**Exercise material:**
■ ■ ■ ■ ■
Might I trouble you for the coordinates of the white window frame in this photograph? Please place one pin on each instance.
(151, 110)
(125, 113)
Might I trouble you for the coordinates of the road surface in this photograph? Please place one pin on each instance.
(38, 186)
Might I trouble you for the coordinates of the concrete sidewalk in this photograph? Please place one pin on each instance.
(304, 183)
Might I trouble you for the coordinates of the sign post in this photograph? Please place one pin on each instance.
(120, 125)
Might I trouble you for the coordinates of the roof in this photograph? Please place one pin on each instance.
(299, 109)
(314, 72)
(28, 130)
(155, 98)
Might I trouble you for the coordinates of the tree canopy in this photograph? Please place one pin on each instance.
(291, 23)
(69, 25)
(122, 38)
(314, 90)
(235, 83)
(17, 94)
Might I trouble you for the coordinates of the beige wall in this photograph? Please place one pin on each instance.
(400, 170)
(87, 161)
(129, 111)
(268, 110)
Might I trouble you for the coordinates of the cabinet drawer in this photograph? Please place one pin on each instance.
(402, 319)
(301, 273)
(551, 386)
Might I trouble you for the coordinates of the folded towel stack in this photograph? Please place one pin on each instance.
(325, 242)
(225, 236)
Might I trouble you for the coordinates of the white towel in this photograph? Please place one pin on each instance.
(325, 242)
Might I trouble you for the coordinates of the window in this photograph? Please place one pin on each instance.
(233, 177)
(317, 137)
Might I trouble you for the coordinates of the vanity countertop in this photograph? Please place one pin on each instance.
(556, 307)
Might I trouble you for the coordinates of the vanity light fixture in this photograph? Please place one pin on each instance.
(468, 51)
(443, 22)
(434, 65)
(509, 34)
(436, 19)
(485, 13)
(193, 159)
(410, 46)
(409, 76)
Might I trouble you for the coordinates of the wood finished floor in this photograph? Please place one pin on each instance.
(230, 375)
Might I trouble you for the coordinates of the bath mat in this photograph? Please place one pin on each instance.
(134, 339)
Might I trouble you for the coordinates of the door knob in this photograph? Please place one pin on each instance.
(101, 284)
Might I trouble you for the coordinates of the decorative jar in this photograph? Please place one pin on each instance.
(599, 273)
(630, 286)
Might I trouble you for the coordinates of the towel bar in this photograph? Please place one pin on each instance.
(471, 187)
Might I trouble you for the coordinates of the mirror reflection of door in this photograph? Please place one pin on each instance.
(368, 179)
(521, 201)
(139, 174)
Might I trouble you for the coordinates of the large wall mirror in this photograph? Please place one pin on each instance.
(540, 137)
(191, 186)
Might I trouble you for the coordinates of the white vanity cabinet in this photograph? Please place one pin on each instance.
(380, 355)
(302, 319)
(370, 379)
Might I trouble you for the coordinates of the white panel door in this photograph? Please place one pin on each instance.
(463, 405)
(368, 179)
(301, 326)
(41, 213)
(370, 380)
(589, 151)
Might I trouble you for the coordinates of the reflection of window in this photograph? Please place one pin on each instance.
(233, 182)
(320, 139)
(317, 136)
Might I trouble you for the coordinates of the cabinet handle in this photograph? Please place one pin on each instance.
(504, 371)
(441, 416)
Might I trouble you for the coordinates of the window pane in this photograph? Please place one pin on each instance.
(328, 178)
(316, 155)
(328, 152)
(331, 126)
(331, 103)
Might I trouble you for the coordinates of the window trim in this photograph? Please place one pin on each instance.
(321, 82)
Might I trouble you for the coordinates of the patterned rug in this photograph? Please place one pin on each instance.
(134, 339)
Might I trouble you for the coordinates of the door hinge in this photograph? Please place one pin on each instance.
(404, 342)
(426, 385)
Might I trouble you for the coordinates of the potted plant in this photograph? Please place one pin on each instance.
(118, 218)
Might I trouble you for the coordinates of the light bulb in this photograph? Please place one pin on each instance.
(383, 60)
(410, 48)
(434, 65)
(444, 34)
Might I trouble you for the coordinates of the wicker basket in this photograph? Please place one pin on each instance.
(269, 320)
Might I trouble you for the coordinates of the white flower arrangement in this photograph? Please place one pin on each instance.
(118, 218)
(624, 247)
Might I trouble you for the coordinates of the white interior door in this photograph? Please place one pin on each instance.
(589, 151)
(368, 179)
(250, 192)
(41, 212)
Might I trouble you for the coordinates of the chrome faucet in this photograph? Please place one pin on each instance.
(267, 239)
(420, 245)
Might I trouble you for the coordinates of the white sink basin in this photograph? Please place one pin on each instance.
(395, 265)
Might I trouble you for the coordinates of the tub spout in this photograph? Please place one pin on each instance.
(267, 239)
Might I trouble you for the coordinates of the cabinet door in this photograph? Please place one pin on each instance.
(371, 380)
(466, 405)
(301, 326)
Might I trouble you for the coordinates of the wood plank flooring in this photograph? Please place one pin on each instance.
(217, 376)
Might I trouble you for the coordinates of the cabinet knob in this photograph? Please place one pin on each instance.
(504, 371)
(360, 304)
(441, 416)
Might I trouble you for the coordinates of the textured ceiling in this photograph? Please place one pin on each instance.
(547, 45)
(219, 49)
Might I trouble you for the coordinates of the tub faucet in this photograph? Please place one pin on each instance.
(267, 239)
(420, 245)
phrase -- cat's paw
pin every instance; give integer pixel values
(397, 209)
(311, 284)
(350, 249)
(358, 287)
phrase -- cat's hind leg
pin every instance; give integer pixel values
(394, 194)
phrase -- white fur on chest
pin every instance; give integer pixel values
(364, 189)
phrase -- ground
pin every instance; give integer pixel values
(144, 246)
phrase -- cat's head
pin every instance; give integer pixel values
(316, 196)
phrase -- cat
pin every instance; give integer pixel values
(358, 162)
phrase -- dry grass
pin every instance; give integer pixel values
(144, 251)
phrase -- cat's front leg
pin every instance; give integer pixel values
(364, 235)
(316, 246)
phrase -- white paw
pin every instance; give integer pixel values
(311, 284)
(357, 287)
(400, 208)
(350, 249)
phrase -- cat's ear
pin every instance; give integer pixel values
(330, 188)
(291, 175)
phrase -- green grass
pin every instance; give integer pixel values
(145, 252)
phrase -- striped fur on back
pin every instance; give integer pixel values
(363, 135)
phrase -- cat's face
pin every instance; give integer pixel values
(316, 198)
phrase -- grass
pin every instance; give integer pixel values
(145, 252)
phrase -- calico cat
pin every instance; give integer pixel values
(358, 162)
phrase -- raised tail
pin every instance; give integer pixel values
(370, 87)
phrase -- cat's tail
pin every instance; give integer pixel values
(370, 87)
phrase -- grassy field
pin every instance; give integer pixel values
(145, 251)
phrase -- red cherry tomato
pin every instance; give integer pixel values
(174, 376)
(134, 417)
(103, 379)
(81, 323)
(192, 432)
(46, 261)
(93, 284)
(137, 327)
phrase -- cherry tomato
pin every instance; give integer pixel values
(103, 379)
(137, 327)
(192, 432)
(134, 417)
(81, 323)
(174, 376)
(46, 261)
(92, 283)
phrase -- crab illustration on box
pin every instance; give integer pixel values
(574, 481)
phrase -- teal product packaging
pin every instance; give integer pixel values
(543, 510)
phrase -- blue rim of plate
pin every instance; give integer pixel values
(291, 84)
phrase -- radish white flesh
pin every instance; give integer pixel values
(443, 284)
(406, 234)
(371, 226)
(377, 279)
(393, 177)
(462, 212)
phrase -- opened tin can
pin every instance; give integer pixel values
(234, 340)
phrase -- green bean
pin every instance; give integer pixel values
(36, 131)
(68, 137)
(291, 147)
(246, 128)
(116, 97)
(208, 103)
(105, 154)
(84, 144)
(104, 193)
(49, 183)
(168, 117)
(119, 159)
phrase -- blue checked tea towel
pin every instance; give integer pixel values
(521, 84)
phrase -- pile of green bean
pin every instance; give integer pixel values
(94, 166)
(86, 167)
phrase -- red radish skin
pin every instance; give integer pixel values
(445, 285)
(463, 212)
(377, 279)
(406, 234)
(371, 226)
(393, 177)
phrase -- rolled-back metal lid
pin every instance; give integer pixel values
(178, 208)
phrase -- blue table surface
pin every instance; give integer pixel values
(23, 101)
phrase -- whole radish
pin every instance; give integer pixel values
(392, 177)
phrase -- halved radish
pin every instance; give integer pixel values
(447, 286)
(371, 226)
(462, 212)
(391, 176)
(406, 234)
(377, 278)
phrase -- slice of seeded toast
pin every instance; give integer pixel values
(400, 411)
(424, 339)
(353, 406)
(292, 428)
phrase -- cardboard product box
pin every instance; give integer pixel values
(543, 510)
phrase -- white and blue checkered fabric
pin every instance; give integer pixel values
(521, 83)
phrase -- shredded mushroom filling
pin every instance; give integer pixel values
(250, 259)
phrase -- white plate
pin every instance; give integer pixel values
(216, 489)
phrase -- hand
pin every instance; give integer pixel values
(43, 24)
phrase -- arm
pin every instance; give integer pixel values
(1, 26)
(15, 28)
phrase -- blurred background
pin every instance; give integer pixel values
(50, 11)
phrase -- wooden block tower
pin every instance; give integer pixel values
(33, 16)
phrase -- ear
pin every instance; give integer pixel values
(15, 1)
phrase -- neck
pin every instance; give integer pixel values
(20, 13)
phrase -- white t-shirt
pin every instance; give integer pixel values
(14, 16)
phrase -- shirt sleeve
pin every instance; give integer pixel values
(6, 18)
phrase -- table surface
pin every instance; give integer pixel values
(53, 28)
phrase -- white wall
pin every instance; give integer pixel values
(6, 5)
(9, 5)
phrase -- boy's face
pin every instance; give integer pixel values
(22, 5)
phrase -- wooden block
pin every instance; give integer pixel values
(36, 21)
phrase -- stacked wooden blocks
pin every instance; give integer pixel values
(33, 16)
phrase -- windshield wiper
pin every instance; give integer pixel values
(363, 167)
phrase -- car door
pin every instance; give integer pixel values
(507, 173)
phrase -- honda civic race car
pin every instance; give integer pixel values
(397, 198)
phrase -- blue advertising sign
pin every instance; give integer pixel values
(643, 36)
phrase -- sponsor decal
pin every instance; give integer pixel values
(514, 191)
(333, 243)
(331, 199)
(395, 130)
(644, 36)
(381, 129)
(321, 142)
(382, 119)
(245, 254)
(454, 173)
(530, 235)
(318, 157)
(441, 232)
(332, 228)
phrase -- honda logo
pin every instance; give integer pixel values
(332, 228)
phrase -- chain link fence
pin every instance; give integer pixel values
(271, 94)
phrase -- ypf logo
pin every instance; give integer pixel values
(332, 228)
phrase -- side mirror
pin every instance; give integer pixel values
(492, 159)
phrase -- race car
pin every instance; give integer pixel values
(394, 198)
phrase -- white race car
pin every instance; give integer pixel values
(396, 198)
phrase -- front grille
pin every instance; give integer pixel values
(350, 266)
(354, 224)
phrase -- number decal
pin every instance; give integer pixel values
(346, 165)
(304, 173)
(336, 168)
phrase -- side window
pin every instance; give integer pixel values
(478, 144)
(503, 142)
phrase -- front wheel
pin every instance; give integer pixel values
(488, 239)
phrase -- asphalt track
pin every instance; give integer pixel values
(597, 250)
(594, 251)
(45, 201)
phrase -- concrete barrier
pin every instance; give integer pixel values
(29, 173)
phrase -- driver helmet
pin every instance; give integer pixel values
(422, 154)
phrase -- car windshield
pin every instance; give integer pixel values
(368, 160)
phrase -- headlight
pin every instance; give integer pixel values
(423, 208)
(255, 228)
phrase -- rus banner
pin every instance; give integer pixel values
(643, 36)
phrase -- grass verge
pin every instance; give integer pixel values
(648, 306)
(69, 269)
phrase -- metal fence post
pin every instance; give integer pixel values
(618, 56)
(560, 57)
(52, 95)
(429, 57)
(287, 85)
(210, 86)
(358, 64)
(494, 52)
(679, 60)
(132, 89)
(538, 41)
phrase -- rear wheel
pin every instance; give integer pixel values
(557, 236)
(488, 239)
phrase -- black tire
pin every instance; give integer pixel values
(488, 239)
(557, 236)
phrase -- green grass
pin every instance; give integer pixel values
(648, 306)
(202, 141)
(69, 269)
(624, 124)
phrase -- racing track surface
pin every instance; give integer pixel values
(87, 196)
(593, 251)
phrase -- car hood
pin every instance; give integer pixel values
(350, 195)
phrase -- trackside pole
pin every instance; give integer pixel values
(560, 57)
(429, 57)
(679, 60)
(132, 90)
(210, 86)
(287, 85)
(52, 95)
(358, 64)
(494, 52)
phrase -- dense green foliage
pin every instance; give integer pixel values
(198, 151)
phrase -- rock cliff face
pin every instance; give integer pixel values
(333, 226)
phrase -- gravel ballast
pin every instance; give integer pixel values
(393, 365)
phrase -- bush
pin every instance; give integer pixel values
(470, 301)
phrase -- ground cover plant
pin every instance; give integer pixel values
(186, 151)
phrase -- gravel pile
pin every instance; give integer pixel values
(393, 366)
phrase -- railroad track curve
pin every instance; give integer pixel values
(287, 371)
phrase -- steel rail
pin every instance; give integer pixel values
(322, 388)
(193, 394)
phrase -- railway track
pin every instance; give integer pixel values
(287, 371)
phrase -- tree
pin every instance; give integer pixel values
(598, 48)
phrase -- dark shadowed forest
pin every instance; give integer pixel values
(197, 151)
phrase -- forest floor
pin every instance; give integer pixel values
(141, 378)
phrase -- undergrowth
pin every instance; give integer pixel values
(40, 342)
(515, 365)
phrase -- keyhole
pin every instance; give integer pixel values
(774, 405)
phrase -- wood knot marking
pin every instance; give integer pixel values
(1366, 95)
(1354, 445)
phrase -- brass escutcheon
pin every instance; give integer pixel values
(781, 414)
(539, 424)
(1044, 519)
■ ■ ■ ■ ■
**Written task:**
Copy the entries above verbatim, from the line with "phrase -- gravel ballast" up to and including the last line of the entries.

**Worked solution:**
phrase -- gravel ballast
pin every instance; give integer pixel values
(393, 365)
phrase -- bush
pin every instance; give integer pixel values
(470, 301)
phrase -- ground cover plant
pin every instance; give integer pixel values
(186, 151)
phrase -- gravel pile
pin every instance; give integer pixel values
(393, 366)
phrase -- railroad track curve
pin every instance; give integer pixel values
(287, 371)
phrase -- steel rail
pin every instance; give integer pixel values
(322, 388)
(193, 394)
phrase -- railway track
pin every instance; give integer pixel values
(287, 371)
phrase -- tree
pin every instance; give integer pixel values
(598, 48)
phrase -- dark shadowed forest
pin every instance; give integer pixel values
(197, 151)
phrase -- forest floor
pin every instance; give integer pixel values
(141, 378)
phrase -- undergrowth
pin every instance; give integer pixel values
(40, 342)
(515, 365)
phrase -- keyhole
pin every instance; give integer pixel values
(774, 405)
phrase -- wood knot marking
pin every instance; give integer pixel values
(1366, 95)
(1354, 445)
phrase -- brass escutcheon
pin every instance; give integer pixel values
(781, 414)
(539, 424)
(1044, 519)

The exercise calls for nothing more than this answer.